**提供された文章:**

⟨

GLOBIS(グロービス)の人材育成・企業・社員研修サービス

連載/コラム
  • 経営人材

「人の可能性を拓く」人材アセスメント活用とは

2025.09.05


テストや研修などを通じて個人の能力やスキルを客観的に評価する「人材アセスメント」。環境変化が激しく実績や経験だけでは将来の活躍を見極めにくい、自律的な成長を支援するための自己理解の重要性が高まっている、といった背景から、そのニーズは年々増しています。一方で、「結果を受け止めきれず自信喪失の原因になってしまう」「やりっぱなしで成長に繋がっているかわからない」といった活用上の悩みもつきものです。
そこで今回は、企業における「人材育成」の場面で、アセスメントを正しく活用するためのポイントを考えていきます。
(本コラムは、「企業と人材」2025年9月号の連載記事を一部編集のうえ、掲載しています)

「測定・評価」を超えた活用が肝

人材育成の現場でアセスメントを活用する際、どのような状態が実現すれば、その目的が果たされたといえるのでしょうか。人材育成プログラムの設計や講師を担当するなかで、「能力を客観的に測定したい」「将来有望な人材を、共通の指標で評価したい」といったご要望を多くうかがいます。

⟩

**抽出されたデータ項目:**

⟨

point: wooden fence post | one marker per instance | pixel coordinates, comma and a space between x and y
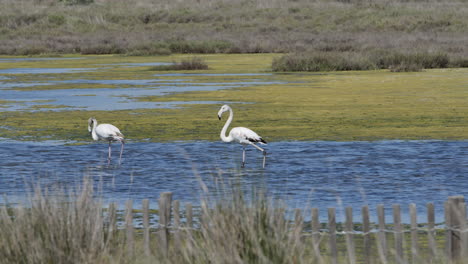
332, 239
146, 230
189, 215
382, 244
112, 222
176, 212
455, 217
399, 257
165, 200
316, 234
366, 231
349, 229
129, 226
431, 231
414, 233
298, 223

⟩

**取り組む問題:**
**A)** 人材アセスメント活用のコラムで「」に入れて示されている、アセスメント活用上の悩みと、講師が多くうかがうという要望を、すべて書き出してください。
**B)** 人材アセスメント活用のコラムから、「テストや研修などを通じて個人」で始まり「のポイントを考えていきます。」で終わる部分を、一字も変えずに書き写してください。

**解答:**
**A)**
悩み：
- 結果を受け止めきれず自信喪失の原因になってしまう
- やりっぱなしで成長に繋がっているかわからない

要望：
- 能力を客観的に測定したい
- 将来有望な人材を、共通の指標で評価したい

**B)**
テストや研修などを通じて個人の能力やスキルを客観的に評価する「人材アセスメント」。環境変化が激しく実績や経験だけでは将来の活躍を見極めにくい、自律的な成長を支援するための自己理解の重要性が高まっている、といった背景から、そのニーズは年々増しています。一方で、「結果を受け止めきれず自信喪失の原因になってしまう」「やりっぱなしで成長に繋がっているかわからない」といった活用上の悩みもつきものです。
そこで今回は、企業における「人材育成」の場面で、アセスメントを正しく活用するためのポイントを考えていきます。